INSTRUCTIONS TO FOLLOW: Give back each line of the listing precisely as written.

(Beginning of LISTED ENTRIES)

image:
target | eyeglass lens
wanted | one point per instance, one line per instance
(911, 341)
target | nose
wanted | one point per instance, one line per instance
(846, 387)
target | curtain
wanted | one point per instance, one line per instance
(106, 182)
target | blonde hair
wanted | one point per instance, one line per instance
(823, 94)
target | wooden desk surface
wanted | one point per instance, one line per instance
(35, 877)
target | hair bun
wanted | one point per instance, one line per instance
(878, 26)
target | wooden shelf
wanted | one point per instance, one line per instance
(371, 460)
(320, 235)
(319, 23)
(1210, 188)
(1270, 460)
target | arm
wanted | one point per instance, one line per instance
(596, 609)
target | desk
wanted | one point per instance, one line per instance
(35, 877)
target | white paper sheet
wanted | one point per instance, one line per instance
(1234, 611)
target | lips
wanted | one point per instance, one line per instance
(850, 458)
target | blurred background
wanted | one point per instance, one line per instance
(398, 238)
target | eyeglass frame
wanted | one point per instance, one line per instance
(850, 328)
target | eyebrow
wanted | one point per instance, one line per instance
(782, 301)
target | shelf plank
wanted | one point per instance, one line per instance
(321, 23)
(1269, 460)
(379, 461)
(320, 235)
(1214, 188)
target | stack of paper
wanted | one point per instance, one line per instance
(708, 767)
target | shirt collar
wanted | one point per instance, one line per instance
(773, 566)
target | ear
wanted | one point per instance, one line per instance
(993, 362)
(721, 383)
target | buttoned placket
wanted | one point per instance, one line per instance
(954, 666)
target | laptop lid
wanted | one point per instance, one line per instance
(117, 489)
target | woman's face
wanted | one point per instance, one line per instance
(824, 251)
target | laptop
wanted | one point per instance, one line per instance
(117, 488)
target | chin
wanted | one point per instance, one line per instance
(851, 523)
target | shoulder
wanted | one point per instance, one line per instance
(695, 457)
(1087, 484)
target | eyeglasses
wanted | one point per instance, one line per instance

(End of LISTED ENTRIES)

TASK RESPONSE:
image:
target | eyeglass lens
wanted | one point per instance, one line per instance
(911, 341)
target | nose
wanted | one point per instance, one line per instance
(846, 387)
target | curtain
wanted | one point per instance, one line per instance
(106, 182)
target | blonde hair
wanted | one point per instance, one line per instance
(823, 94)
target | wooden desk surface
wanted | one point per instance, one line per instance
(35, 877)
target | hair bun
wanted | one point per instance, one line per instance
(878, 26)
target | wooden shelf
wanted | one point per instance, one line per instance
(371, 460)
(320, 235)
(319, 23)
(1210, 188)
(1270, 460)
target | arm
wanted | one point per instance, one line per instance
(596, 609)
target | desk
wanted | one point per instance, one line per instance
(35, 877)
target | white paper sheet
wanted | one point per instance, one line per instance
(1234, 611)
target | lips
wanted | one point per instance, one line per instance
(850, 458)
target | blurred background
wanted | one point per instance, one line per instance
(398, 238)
target | eyeglass frame
wanted | one point per instance, one line per instance
(850, 328)
target | eyebrow
wanted | one point per instance, one line per instance
(782, 301)
target | shelf plank
wanted | one point per instance, one line per instance
(321, 23)
(1269, 460)
(379, 461)
(320, 235)
(1214, 188)
target | stack of paper
wanted | one point per instance, one line per instance
(708, 767)
target | shirt collar
wanted | one point per instance, one line per instance
(773, 566)
target | ear
wanted | one point per instance, one line per instance
(993, 362)
(721, 383)
target | buttoned placket
wanted | one point per instance, one line per instance
(954, 666)
target | laptop lid
wanted | one point per instance, one line per instance
(117, 489)
target | woman's face
wanted | one point per instance, one line per instance
(824, 251)
target | laptop
wanted | one point per instance, one line per instance
(117, 488)
target | chin
wanted | one point per instance, one line per instance
(851, 523)
target | shoulder
wanted | one point per instance, one line per instance
(695, 457)
(1087, 484)
target | eyeglasses
wanted | one point per instance, one line per instance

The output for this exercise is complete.